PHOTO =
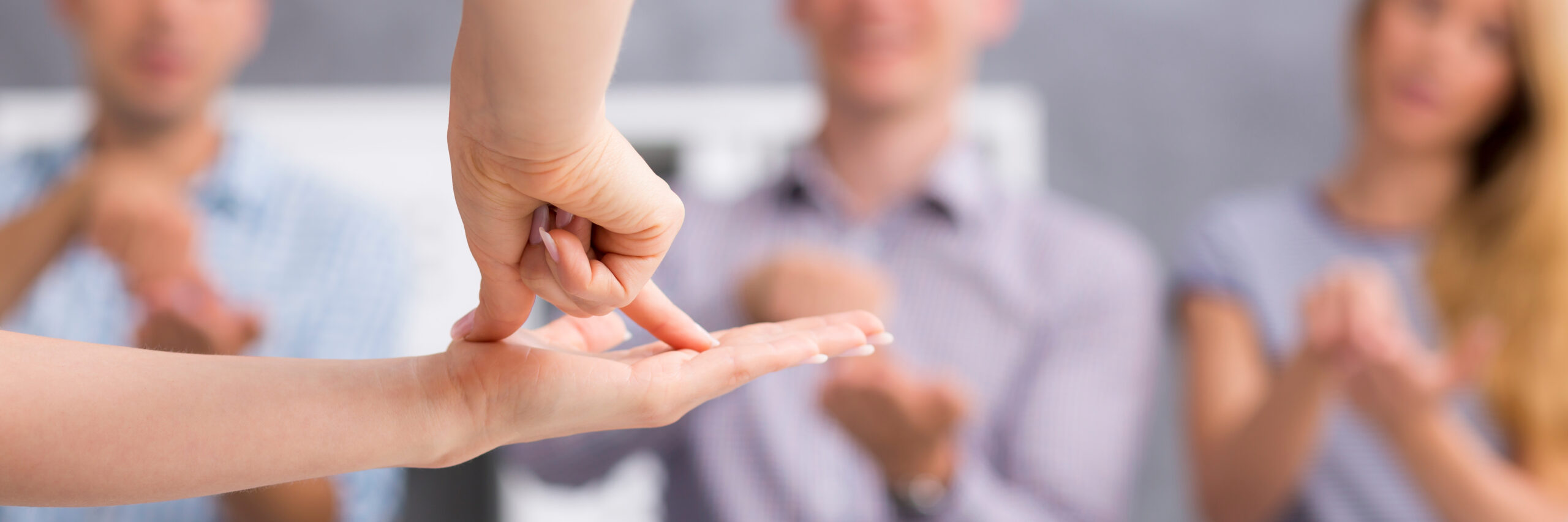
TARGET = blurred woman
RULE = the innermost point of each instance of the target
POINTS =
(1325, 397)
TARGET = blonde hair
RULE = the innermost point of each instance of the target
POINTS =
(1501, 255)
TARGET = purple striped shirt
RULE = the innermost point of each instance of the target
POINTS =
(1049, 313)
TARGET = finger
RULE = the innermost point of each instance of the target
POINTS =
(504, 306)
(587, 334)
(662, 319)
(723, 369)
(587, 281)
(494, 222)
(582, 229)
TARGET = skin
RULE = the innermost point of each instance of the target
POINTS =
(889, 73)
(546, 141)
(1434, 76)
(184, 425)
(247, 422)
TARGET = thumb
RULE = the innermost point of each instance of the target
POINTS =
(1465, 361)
__________
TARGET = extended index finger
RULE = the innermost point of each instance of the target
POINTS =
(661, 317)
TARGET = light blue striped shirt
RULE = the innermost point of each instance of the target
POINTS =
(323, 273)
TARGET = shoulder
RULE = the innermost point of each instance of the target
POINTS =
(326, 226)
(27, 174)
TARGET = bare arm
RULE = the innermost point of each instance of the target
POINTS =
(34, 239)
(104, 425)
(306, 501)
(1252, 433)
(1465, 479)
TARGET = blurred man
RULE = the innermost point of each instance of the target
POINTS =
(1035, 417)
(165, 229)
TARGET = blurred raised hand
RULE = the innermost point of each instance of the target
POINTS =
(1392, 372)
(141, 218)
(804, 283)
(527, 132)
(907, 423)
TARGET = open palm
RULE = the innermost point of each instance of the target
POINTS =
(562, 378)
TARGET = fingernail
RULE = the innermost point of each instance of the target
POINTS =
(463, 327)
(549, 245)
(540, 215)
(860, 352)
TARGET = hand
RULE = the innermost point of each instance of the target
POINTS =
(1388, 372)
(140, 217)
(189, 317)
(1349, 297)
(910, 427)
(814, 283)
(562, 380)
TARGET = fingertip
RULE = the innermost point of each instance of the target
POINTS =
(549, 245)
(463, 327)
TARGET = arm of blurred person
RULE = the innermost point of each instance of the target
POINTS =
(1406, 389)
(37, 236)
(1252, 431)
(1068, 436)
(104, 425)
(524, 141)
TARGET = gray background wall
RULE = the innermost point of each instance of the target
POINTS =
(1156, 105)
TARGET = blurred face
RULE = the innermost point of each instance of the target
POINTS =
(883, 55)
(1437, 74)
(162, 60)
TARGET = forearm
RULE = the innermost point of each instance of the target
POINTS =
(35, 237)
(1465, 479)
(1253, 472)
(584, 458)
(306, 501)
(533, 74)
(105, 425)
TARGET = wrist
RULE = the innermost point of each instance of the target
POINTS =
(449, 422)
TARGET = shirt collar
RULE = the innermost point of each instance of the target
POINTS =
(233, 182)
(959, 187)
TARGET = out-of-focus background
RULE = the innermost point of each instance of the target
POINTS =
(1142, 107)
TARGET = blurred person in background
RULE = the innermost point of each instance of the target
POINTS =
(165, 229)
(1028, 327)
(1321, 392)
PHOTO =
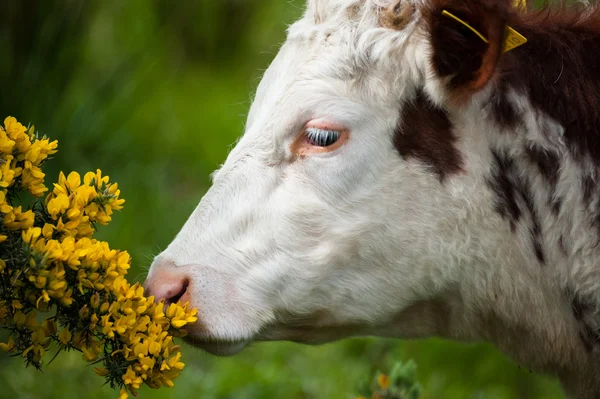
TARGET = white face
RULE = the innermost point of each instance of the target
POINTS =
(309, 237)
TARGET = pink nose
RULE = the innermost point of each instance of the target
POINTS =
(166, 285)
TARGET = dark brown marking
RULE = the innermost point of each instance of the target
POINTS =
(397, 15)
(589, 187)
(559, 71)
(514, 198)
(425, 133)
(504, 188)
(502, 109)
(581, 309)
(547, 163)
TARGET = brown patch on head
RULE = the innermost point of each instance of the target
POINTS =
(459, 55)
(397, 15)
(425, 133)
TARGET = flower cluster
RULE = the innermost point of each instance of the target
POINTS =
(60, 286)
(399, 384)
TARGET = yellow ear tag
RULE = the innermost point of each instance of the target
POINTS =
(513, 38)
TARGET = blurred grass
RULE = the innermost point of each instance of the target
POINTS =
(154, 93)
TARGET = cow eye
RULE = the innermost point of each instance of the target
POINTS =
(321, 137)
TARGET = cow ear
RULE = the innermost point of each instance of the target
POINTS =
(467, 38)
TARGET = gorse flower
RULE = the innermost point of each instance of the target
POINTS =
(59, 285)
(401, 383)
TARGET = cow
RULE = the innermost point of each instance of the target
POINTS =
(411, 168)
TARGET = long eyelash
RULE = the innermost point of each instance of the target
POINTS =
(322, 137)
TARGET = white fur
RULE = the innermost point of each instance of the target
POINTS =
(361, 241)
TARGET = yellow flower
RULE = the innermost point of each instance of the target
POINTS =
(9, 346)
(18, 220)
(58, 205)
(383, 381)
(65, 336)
__________
# WORK REQUEST
The string "brown" marks the lines to return from the material. Copy each one.

# RESULT
TARGET = dark brown marking
TARGET = brown patch on head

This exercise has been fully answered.